Assignment -> Start the copy at the line containing "x=274, y=209" and run it through the last line of the records. Repeat each line exactly; omit pictures.

Data supplied ->
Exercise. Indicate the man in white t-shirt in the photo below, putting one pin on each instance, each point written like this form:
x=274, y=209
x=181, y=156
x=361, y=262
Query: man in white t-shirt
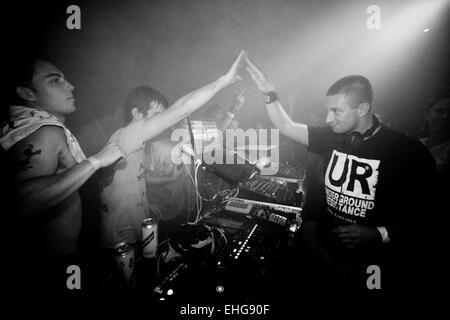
x=124, y=200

Answer box ->
x=274, y=209
x=181, y=156
x=361, y=262
Query: man in white t-shirt
x=124, y=200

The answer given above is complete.